*** 抜粋文 ***

鼻先冷え性…その理由

 数年前、初めて面と向かって言われた。
「綺麗な顔してんなぁ!鼻筋通って…」
 言ったのは当時の女上司で、以後、言われたことは無い。
 親世代のおっちゃんおばちゃんに、見た目を褒められたことはある。大方、「お母さんに似てべっぴんさん」的な具合だ。実際、似ているのは輪郭だけで、この年になってようやく自覚したのは、母は祖父似で、私は祖母の血を引いた顔立ちだということだ。くっきり二重で睫毛にマッチ棒が乗るタイプの祖父方の顔立ちは、弟が引き継いでいる。祖母方は品のある顔立ち。しかし目元は和風だ。
 祖母の兄妹は写真を見ても雰囲気が良く、とても好感を持てるが、一般的に目を引くのは祖父方の顔立ちだろう。はっきりしているのに暑苦しくない。70過ぎた母のことを、「美人やな」「相変わらずキレイやな」と言う畑のおじさんや、母の旧友は未だに多い。言われている本人は年々自分を構わなくなっているだけでなく、それを素直に受け止められない田舎の純朴タイプなので、好意的に受け止められない性分。その控えめ加減も人を寄せ付ける所以かと思われる。

***

** 課題 1 **
物体検出データの項目から、「Label every wooden footboard」を含む行に始まり「150;273;451;425」を含む行で終わる部分を、そのまま書き写しなさい。

*** データ項目 ***

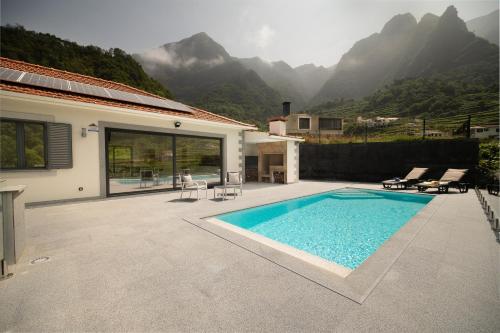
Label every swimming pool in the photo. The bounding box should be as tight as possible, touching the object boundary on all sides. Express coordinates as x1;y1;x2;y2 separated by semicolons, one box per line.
216;188;433;270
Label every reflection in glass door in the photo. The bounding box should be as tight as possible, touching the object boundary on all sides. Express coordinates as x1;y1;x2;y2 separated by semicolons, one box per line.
106;128;174;194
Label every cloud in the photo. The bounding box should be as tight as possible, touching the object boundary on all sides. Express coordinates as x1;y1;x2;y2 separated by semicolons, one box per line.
141;47;174;65
141;47;225;69
255;24;276;49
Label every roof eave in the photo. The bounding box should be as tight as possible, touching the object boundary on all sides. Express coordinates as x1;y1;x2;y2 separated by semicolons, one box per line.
0;90;257;130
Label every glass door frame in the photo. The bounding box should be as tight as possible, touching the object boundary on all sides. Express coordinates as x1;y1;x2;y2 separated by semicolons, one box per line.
104;127;225;197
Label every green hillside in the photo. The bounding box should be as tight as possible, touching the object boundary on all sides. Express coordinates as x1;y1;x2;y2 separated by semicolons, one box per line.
0;26;172;98
307;64;499;135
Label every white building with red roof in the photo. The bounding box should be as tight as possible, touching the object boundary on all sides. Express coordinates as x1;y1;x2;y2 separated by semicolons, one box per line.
0;58;303;202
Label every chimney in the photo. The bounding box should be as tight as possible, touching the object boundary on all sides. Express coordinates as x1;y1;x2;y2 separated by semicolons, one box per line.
283;102;291;117
269;116;286;136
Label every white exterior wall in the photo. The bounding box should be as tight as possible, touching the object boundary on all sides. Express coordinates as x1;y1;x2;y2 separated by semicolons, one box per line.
0;92;246;203
269;120;286;135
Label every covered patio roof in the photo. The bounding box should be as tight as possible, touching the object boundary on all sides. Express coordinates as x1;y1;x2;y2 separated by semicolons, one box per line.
245;131;305;144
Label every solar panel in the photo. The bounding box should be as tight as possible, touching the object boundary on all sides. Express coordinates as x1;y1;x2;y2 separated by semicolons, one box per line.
0;67;193;113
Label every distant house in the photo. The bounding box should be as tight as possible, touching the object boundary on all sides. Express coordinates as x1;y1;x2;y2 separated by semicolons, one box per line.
282;102;344;135
470;125;499;139
425;130;444;138
0;57;304;203
356;116;399;127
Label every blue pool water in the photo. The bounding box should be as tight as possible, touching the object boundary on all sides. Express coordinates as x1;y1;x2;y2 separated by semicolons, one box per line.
217;189;433;269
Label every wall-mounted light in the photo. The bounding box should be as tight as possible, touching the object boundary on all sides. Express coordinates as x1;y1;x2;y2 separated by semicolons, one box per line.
88;123;99;132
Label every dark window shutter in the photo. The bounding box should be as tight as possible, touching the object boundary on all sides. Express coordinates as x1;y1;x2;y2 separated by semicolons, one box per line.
47;123;73;169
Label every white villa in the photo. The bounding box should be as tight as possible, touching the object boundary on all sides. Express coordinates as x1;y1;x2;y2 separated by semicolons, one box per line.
0;58;303;203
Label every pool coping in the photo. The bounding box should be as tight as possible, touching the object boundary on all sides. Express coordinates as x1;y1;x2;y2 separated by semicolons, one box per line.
183;186;445;304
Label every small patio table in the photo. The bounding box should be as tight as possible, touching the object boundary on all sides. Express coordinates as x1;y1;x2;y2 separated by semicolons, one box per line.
214;185;240;200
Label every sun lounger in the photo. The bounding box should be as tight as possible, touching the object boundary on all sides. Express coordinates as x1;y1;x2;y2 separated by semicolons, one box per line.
417;169;469;193
181;174;208;200
382;168;428;189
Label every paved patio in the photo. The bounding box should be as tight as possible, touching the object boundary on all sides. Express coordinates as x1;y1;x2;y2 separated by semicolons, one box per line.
0;181;500;332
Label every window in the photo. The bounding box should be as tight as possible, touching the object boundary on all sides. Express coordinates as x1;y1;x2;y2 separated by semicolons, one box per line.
299;118;311;129
106;129;174;194
0;119;47;169
105;128;222;195
319;118;342;130
175;136;222;185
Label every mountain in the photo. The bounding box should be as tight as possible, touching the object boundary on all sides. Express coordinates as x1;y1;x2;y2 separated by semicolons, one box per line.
134;32;282;126
134;32;332;115
466;9;499;45
0;26;172;98
311;6;498;105
235;57;307;110
294;64;335;100
405;6;498;77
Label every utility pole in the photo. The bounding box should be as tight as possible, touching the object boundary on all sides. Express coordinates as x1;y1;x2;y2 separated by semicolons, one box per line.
422;118;425;140
466;115;470;139
365;123;368;143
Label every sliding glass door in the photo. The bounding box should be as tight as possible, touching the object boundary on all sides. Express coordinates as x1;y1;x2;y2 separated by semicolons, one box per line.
106;128;222;195
175;136;222;185
106;129;174;194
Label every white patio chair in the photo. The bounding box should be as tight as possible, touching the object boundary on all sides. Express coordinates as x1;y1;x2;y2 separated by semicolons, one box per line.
224;171;243;195
181;175;208;200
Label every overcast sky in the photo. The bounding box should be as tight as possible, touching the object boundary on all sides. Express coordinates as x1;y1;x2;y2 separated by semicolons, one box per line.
1;0;499;66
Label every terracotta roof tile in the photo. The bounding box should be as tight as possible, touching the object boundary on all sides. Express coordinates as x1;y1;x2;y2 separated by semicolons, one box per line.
0;57;255;127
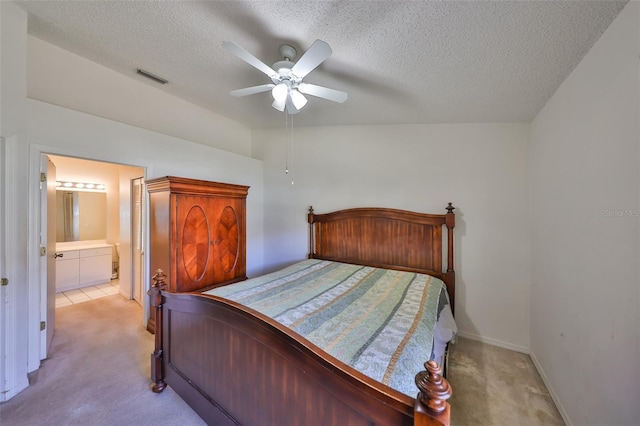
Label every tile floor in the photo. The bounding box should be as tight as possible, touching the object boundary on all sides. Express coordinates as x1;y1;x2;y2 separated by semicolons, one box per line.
56;280;120;308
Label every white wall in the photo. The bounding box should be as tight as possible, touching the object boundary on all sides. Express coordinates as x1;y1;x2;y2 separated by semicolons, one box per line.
0;2;29;401
253;124;530;351
27;100;263;275
530;2;640;425
0;12;263;400
27;36;251;156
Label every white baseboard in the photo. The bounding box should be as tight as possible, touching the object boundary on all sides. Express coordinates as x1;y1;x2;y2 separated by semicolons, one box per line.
529;352;573;426
458;331;529;355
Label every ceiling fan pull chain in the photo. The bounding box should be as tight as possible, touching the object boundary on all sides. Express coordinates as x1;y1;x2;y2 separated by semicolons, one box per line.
290;116;295;185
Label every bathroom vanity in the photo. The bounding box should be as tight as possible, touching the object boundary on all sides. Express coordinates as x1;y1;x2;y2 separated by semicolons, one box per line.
55;240;113;293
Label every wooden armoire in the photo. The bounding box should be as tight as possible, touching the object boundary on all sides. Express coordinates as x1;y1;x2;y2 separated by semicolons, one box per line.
146;176;249;332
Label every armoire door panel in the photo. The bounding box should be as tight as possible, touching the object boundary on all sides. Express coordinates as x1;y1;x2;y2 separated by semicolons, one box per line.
175;195;215;291
146;176;249;330
216;205;240;274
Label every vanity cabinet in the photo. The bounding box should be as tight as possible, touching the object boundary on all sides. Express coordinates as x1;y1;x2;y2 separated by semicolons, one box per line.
146;176;249;331
56;246;112;292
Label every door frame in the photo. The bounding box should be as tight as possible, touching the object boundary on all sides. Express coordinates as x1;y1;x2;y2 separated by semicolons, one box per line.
27;143;152;372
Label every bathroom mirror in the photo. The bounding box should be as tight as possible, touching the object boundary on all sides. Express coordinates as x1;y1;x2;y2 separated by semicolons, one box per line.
56;190;107;243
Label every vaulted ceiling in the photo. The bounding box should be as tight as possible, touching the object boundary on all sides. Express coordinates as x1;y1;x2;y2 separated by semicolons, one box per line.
17;0;627;127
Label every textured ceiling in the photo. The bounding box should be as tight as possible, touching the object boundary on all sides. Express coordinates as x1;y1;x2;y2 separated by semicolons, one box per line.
17;0;627;127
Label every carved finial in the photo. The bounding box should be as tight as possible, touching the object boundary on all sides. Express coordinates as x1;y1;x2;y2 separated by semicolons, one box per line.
416;360;452;414
151;269;167;289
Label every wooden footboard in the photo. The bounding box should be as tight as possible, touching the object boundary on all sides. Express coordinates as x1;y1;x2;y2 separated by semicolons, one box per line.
150;273;451;425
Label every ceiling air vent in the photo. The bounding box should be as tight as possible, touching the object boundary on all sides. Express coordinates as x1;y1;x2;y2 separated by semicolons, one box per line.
136;68;169;84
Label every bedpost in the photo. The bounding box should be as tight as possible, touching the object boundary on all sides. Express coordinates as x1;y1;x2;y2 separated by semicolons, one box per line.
307;206;315;259
148;269;167;393
413;360;451;426
445;203;456;315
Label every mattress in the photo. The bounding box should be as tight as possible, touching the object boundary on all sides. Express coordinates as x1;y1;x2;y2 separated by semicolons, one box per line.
206;259;457;397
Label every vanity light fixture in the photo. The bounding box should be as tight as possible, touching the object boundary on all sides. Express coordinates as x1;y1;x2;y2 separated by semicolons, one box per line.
56;181;107;191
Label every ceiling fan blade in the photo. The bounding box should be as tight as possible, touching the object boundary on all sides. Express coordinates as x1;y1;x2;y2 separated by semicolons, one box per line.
291;40;332;78
231;84;275;97
298;83;349;103
287;95;300;115
222;41;278;77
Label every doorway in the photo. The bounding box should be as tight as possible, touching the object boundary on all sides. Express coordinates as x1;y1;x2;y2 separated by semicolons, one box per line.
41;154;146;359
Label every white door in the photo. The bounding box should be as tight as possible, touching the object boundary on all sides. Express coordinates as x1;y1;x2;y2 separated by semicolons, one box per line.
40;155;56;359
131;178;146;305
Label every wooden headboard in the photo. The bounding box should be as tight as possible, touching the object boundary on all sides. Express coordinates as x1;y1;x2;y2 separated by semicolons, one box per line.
308;203;455;310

***

** 課題 2 **
抜粋文において、「綺麗な顔してんなぁ!鼻筋通って…」と言ったのは誰か。

** 解答全文 1 **
Label every wooden footboard in the photo. The bounding box should be as tight as possible, touching the object boundary on all sides. Express coordinates as x1;y1;x2;y2 separated by semicolons, one box per line.
150;273;451;425

** 解答全文 2 **
当時の女上司。